:: Task prompt ::
Without skipping anything, print all of the data exactly.
### Record excerpts
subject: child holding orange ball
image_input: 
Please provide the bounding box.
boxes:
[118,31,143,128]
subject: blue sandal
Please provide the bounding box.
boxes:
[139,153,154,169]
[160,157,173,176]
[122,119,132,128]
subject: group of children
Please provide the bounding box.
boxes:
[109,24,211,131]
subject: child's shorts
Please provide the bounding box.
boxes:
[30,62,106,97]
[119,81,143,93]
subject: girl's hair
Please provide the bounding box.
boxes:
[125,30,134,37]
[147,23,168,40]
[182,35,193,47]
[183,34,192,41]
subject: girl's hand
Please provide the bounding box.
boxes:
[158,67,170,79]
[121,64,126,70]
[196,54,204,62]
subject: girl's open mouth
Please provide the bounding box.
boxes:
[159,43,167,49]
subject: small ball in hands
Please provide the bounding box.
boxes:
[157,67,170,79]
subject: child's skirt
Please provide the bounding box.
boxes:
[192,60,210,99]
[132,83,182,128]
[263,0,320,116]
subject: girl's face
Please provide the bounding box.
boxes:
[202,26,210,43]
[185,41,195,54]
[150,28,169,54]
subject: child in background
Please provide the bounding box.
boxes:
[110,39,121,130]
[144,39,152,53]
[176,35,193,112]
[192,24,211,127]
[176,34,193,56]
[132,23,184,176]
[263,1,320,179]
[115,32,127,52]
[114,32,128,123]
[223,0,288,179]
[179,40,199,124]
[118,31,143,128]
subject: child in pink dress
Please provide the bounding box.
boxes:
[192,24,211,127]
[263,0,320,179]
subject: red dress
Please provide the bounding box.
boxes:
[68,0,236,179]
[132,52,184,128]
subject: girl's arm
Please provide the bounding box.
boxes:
######
:: Reply to the task ::
subject: child holding orange ball
image_input: 
Please provide the bounding box.
boxes:
[118,31,143,128]
subject: blue sandal
Please provide the bounding box.
boxes:
[139,153,154,169]
[160,157,173,176]
[122,119,132,128]
subject: group of children
Please provide the bounding box.
boxes:
[109,24,211,131]
subject: child's shorts
Please provide the bounding box.
boxes:
[30,62,106,97]
[119,81,143,93]
subject: girl's hair
Please provide the bounding box.
boxes:
[125,30,134,37]
[147,23,168,40]
[182,35,193,47]
[183,34,192,41]
subject: girl's hand
Please provide the bounding box.
boxes:
[158,67,170,79]
[121,64,126,70]
[196,54,204,62]
subject: girl's open mouth
Please provide the bounding box.
boxes:
[159,43,167,49]
subject: small ball in hands
Please provide the bounding box.
boxes:
[157,67,170,79]
subject: child's skirt
Please provide the bounding box.
boxes:
[192,60,210,99]
[132,83,182,128]
[263,0,320,116]
subject: girl's face
Please provide the bounding box.
boxes:
[202,26,210,43]
[185,41,195,54]
[150,28,169,54]
subject: child in background
Please provide the bounding box.
boxes:
[110,39,121,130]
[144,39,152,53]
[176,35,193,112]
[192,24,211,127]
[176,34,193,56]
[132,23,184,176]
[263,1,320,179]
[115,32,127,52]
[114,32,128,123]
[223,0,288,179]
[179,40,199,124]
[118,31,143,128]
subject: child in pink dress
Please provide the bounding box.
boxes:
[192,24,211,127]
[263,0,320,179]
subject: red dress
Please provide the bounding box.
boxes:
[68,0,236,179]
[132,52,184,128]
subject: girl's arm
Please provide the bounding box.
boxes:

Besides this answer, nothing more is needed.